(Stored dataset items)
::::::::::
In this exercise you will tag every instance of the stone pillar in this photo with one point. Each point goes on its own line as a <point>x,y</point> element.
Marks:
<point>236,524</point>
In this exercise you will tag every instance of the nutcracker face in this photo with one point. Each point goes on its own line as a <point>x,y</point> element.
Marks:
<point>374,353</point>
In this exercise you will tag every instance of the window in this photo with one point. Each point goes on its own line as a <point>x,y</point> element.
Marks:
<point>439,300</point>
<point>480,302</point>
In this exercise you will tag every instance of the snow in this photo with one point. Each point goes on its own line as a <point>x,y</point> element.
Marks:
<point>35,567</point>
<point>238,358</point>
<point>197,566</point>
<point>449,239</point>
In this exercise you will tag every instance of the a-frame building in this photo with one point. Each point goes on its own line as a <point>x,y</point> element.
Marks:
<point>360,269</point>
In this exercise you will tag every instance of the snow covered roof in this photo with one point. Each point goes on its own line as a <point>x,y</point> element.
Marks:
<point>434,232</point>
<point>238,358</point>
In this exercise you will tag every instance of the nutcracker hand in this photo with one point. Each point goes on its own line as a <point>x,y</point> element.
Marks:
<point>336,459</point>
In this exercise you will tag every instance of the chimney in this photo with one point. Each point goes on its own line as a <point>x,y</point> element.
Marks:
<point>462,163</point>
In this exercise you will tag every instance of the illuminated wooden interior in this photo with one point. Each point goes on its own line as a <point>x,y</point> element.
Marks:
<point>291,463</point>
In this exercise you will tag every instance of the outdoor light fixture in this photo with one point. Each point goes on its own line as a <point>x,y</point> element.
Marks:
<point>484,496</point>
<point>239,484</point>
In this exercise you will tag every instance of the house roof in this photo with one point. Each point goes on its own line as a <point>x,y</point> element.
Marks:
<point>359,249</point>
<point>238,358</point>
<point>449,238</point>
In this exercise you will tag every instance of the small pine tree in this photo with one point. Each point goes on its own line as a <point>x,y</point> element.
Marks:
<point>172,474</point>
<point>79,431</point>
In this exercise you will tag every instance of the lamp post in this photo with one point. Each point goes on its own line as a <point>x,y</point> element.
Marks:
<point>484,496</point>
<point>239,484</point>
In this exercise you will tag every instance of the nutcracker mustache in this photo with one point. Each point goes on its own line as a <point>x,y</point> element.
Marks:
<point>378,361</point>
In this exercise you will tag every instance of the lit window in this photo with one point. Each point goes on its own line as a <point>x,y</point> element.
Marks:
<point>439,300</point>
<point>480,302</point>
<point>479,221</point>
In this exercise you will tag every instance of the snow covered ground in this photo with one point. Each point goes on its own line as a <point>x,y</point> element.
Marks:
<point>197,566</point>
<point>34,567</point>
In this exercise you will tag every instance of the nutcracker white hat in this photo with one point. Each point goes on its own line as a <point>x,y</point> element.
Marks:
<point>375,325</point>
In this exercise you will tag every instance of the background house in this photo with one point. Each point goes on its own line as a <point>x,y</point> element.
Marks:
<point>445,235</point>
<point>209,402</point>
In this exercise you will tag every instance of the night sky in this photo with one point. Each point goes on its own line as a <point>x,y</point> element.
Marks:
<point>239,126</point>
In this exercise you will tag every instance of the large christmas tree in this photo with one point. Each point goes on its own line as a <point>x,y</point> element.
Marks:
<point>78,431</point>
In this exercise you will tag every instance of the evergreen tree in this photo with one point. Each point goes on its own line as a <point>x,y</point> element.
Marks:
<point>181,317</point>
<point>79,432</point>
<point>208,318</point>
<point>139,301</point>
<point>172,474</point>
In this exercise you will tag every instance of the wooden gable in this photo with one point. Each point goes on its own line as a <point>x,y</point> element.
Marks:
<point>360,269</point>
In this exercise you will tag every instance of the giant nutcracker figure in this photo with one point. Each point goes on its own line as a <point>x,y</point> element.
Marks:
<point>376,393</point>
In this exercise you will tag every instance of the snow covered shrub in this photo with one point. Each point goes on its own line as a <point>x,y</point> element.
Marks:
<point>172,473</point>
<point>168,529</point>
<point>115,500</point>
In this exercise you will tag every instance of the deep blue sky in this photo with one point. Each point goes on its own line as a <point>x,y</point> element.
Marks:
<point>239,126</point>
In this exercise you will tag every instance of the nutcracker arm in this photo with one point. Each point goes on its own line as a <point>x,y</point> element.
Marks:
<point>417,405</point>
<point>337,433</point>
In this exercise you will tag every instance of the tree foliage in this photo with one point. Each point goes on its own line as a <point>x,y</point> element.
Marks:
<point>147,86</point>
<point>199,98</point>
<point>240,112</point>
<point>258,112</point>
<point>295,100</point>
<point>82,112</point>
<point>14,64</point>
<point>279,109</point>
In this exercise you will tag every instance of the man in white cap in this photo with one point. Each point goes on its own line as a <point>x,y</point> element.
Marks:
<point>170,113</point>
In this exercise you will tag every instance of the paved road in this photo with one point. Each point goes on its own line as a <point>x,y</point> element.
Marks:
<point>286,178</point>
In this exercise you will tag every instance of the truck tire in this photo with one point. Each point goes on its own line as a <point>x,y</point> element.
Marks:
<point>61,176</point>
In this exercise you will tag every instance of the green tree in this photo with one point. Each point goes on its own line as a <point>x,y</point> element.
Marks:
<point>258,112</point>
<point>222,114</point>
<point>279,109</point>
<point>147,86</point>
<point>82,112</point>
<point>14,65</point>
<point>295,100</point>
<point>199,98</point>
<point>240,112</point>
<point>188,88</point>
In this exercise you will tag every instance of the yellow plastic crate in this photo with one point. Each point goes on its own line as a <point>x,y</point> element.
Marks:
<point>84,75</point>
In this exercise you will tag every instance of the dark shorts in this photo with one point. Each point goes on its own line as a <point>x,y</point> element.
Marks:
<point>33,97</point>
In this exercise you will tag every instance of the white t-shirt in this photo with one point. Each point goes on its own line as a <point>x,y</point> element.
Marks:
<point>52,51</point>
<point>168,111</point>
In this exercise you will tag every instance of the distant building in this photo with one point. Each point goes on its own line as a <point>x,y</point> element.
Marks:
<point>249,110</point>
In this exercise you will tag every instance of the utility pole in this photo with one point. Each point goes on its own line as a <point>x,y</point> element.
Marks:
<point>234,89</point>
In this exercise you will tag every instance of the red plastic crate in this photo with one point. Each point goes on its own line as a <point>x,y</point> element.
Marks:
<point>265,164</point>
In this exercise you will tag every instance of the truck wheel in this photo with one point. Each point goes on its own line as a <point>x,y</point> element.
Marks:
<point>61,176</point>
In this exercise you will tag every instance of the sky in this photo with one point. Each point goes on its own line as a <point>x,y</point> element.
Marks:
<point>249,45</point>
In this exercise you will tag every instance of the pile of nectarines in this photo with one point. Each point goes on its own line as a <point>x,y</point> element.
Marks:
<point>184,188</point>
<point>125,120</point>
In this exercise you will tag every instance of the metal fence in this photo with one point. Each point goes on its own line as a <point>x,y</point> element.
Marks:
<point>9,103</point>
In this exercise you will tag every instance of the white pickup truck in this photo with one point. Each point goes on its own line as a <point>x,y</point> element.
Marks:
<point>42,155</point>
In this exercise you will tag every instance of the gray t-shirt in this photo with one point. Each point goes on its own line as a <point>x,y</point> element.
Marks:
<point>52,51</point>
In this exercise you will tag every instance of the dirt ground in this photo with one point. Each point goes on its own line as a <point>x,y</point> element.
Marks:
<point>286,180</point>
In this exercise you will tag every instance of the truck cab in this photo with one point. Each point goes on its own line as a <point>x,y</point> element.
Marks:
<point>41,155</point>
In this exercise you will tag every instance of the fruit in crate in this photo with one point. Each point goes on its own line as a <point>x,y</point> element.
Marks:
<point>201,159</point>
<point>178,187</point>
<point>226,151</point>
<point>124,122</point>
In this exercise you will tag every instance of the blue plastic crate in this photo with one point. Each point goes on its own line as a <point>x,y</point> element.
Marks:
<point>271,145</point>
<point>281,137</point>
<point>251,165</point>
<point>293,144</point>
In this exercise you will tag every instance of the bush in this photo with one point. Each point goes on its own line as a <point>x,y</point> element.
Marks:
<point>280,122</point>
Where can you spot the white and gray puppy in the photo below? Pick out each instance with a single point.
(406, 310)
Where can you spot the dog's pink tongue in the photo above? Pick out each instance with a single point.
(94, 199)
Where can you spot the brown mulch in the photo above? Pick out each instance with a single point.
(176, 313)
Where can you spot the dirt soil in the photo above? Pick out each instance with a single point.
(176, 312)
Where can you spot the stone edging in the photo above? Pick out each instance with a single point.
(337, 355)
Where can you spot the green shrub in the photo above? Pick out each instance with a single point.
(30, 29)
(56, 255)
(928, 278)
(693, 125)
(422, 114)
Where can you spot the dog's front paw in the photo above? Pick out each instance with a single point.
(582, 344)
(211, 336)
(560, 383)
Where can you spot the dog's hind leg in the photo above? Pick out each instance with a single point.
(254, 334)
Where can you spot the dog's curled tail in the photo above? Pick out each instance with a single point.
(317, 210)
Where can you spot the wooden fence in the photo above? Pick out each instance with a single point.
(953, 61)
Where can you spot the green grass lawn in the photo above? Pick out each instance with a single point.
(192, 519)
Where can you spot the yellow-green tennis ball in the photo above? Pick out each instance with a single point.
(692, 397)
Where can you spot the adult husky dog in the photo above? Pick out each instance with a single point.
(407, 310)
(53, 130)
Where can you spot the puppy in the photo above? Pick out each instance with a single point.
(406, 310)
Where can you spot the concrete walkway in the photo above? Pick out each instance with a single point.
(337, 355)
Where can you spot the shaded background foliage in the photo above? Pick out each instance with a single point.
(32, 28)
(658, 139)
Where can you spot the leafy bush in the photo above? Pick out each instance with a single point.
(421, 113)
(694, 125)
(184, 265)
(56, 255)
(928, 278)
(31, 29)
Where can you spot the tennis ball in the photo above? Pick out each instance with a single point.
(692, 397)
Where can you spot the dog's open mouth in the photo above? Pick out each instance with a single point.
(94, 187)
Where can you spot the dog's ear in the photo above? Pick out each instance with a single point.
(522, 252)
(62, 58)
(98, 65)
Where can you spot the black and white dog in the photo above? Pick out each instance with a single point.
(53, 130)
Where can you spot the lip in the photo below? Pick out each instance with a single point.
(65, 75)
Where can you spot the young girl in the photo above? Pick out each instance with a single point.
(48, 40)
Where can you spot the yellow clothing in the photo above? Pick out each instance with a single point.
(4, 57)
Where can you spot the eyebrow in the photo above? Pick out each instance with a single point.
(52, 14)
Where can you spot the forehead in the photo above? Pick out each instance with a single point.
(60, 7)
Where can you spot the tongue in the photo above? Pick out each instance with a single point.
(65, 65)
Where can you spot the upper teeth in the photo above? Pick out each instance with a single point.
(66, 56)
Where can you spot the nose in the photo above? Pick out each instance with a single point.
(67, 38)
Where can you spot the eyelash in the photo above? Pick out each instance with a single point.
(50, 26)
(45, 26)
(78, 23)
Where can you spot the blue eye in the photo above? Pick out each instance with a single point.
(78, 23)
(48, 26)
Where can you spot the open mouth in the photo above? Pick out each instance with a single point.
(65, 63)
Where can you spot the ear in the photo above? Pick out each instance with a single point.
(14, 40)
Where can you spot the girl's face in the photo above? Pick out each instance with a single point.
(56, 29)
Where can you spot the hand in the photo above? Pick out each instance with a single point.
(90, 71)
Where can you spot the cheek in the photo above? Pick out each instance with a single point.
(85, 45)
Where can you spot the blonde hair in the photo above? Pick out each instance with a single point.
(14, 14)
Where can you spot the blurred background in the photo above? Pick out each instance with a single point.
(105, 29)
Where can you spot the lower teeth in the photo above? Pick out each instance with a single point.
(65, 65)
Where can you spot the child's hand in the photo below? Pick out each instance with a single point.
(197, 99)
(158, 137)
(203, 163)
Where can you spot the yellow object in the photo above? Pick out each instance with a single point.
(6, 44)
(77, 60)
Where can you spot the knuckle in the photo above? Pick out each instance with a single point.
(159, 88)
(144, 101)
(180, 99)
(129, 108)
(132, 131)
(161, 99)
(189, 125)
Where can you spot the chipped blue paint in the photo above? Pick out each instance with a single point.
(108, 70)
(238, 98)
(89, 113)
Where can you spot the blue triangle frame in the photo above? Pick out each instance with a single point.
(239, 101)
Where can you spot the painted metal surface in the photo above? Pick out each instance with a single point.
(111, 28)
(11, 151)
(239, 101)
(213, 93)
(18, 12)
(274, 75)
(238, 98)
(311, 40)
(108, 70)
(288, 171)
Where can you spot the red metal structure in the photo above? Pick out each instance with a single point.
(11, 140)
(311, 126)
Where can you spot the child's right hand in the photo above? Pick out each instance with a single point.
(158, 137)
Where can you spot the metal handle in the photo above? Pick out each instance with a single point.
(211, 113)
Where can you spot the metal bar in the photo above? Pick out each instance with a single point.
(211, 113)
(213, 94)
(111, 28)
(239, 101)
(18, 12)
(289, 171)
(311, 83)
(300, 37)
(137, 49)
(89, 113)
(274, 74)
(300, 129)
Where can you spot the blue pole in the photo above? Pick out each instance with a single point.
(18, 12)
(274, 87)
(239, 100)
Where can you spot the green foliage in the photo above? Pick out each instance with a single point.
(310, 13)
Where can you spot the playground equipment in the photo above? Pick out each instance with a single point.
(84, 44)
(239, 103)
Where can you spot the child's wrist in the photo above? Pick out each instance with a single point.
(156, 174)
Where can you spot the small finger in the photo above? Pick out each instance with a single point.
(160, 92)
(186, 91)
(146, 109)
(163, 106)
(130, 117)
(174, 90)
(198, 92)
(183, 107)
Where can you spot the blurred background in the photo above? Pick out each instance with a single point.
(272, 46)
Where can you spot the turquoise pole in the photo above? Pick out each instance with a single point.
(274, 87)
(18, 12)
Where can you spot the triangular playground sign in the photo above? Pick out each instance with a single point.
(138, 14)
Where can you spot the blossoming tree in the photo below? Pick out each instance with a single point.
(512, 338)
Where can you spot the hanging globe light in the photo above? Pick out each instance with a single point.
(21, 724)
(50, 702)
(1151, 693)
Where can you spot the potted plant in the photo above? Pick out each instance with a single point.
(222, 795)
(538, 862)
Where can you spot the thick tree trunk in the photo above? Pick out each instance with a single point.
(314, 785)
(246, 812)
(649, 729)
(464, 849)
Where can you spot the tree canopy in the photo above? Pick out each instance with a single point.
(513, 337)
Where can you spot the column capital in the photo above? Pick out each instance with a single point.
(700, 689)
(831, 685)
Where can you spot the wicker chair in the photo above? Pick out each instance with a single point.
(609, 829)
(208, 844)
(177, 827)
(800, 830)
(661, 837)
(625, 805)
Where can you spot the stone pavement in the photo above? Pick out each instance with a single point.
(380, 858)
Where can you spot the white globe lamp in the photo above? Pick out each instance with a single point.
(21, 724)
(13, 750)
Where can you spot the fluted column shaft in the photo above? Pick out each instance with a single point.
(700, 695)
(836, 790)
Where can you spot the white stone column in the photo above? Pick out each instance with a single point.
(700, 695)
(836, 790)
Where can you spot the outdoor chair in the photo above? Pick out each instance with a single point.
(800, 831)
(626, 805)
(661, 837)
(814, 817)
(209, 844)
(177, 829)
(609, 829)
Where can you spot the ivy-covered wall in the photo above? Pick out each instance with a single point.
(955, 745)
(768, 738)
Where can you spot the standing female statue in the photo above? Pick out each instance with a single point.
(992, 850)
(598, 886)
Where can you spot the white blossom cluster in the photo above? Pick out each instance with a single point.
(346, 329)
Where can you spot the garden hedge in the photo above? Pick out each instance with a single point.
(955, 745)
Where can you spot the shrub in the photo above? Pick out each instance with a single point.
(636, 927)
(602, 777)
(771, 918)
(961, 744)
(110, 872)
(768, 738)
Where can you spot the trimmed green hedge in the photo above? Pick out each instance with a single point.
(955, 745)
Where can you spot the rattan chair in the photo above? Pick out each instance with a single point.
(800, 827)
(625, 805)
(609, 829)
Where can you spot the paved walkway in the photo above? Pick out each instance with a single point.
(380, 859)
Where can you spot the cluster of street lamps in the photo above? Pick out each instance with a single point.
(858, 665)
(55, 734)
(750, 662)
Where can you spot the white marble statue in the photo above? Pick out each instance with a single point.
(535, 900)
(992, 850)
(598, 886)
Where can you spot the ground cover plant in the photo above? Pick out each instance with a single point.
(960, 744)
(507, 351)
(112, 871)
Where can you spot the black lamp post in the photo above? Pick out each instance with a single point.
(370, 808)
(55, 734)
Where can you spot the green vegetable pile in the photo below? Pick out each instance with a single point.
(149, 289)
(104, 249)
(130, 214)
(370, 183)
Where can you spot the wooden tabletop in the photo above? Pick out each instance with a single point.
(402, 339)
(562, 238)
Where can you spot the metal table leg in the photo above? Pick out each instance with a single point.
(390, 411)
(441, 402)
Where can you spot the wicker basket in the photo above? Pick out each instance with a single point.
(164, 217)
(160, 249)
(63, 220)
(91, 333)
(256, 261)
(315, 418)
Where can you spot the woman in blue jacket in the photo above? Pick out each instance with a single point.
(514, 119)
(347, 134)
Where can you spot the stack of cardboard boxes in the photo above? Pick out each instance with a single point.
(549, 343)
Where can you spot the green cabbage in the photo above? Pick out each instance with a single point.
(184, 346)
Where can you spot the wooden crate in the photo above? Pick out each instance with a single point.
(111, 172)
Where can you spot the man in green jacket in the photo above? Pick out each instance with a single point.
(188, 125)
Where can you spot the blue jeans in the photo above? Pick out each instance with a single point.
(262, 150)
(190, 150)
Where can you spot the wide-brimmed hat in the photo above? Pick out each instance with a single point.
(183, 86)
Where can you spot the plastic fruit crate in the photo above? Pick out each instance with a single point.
::::::::::
Your task: Wherever the string "snow" appears in a line of the records, copy that line.

Your response:
In this exercise you will tag every instance of the snow in this photo with one point. Each point goes on its own line as a <point>x,y</point> element.
In this exercise you will tag every instance of the snow covered roof in this photo with one point. Each point goes on its own line as a <point>x,y</point> element.
In this exercise you will tag every instance of the snow covered ground in this photo with one point. Each point goes on its own line as a <point>x,y</point> element.
In this exercise you will tag every instance of the snow covered shrub in this photo with one point. Each point goes on its own line as a <point>x,y</point> element.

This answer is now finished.